• [What to work on]:
Please count the lines in the records below that contain the string "pipe", with case significant, and reply with that number alone.

• [Material for the task]:

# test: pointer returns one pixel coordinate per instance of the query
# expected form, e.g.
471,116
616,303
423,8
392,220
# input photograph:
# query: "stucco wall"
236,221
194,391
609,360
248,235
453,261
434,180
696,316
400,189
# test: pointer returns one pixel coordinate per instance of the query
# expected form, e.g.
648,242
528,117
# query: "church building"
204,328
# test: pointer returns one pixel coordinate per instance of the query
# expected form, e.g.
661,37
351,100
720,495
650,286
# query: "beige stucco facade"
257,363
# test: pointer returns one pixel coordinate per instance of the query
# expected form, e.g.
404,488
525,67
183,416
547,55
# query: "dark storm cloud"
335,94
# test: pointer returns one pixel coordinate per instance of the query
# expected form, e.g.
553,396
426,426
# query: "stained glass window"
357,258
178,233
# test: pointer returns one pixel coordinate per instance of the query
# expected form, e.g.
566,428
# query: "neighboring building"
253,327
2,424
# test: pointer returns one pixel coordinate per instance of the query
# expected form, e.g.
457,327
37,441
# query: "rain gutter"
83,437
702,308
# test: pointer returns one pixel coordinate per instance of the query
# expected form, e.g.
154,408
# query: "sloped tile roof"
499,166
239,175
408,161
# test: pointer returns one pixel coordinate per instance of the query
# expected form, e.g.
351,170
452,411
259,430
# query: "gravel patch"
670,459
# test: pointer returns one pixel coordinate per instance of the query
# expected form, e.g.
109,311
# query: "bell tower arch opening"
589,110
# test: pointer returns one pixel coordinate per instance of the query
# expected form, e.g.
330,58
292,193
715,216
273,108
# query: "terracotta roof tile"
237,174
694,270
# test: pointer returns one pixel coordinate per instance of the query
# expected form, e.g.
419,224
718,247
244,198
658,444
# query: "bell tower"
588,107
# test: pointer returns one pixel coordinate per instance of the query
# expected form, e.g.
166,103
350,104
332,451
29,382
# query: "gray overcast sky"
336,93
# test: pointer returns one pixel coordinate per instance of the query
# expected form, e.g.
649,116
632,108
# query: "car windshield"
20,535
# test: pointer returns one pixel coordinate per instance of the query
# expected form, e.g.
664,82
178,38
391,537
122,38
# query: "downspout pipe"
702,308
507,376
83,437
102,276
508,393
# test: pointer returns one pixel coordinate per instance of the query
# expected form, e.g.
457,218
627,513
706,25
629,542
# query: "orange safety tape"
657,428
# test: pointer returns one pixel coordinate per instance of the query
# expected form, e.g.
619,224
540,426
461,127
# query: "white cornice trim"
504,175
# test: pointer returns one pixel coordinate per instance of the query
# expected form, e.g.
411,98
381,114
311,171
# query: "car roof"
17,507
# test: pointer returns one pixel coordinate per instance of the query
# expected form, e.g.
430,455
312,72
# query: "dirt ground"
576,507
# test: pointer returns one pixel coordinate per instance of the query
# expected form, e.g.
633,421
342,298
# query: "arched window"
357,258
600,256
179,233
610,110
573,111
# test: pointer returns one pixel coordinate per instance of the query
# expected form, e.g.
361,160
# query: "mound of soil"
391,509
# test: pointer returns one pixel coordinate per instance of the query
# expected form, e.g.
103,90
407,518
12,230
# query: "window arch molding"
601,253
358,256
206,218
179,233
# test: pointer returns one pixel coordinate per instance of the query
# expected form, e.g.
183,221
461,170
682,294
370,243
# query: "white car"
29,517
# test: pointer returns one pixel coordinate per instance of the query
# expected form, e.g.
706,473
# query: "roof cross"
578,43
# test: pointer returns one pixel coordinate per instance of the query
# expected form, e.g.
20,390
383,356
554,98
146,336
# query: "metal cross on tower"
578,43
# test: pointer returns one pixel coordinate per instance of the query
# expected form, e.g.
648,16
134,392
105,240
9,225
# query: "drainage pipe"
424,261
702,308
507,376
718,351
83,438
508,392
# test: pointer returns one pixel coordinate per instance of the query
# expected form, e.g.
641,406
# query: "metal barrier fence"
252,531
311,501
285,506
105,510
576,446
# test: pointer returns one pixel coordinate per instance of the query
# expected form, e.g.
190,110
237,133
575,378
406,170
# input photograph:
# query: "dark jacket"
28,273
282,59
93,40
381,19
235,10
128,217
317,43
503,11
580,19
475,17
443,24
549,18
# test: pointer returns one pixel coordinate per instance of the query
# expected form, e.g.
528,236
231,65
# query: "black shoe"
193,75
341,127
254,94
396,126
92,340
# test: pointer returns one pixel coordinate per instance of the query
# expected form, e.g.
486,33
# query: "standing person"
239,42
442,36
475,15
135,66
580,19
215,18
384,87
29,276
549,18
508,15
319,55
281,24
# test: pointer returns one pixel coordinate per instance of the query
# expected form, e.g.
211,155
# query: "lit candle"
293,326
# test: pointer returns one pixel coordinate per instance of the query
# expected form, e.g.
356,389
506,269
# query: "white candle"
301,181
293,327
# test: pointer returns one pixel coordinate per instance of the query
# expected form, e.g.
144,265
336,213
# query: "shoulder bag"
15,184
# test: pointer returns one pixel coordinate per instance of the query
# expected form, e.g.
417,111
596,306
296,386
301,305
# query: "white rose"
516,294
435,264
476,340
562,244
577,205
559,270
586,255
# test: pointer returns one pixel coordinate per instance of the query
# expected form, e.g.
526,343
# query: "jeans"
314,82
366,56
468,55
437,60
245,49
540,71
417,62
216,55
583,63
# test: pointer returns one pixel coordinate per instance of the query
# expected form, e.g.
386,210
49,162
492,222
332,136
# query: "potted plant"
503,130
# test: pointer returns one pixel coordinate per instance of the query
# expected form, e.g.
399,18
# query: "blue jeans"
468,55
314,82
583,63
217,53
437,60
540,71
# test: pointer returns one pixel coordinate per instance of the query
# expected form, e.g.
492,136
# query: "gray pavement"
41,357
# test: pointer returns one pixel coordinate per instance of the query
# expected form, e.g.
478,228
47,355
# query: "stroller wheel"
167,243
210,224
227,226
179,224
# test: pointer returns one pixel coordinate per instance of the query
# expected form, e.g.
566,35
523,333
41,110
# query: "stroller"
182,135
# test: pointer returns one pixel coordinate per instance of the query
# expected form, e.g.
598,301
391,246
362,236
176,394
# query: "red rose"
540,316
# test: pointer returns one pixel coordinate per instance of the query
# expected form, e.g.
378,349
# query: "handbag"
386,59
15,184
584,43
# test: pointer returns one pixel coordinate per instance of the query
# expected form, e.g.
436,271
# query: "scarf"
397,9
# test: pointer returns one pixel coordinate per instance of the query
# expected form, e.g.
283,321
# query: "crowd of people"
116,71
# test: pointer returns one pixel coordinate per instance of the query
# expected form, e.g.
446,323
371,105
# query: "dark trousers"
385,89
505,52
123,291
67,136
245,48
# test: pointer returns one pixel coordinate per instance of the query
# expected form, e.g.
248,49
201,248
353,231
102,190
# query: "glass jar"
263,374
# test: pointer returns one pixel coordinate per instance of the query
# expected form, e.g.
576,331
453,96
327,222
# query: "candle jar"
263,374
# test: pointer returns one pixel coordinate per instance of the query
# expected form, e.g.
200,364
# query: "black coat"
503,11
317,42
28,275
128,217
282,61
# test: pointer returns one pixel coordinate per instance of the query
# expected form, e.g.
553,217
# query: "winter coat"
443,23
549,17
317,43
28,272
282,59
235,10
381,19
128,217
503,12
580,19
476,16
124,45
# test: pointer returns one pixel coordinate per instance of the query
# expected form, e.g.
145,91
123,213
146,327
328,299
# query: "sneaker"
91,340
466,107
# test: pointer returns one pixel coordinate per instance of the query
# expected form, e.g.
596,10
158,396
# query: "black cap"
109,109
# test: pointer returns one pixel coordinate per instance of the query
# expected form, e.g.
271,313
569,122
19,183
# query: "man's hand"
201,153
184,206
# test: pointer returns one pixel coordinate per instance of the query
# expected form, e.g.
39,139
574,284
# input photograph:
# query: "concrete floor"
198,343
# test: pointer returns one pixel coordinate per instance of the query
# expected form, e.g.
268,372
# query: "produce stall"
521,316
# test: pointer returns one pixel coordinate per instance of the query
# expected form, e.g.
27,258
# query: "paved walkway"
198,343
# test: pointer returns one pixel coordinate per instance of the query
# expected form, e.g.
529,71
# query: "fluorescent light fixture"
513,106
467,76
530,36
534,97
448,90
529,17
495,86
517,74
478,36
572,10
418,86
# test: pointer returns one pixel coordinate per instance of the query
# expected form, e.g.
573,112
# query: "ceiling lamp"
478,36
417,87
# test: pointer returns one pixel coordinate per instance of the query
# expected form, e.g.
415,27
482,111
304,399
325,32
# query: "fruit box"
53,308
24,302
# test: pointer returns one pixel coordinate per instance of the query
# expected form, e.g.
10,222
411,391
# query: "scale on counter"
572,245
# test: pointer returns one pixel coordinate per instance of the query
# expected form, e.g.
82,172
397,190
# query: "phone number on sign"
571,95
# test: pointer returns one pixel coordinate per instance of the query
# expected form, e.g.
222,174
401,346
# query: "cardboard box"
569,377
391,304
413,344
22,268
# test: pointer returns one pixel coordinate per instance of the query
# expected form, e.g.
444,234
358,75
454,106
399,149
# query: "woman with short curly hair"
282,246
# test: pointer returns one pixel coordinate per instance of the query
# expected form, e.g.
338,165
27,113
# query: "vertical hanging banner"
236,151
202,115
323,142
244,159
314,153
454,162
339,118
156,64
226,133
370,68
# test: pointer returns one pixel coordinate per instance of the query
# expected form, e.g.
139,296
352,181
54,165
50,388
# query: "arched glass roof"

• [Full output]:
2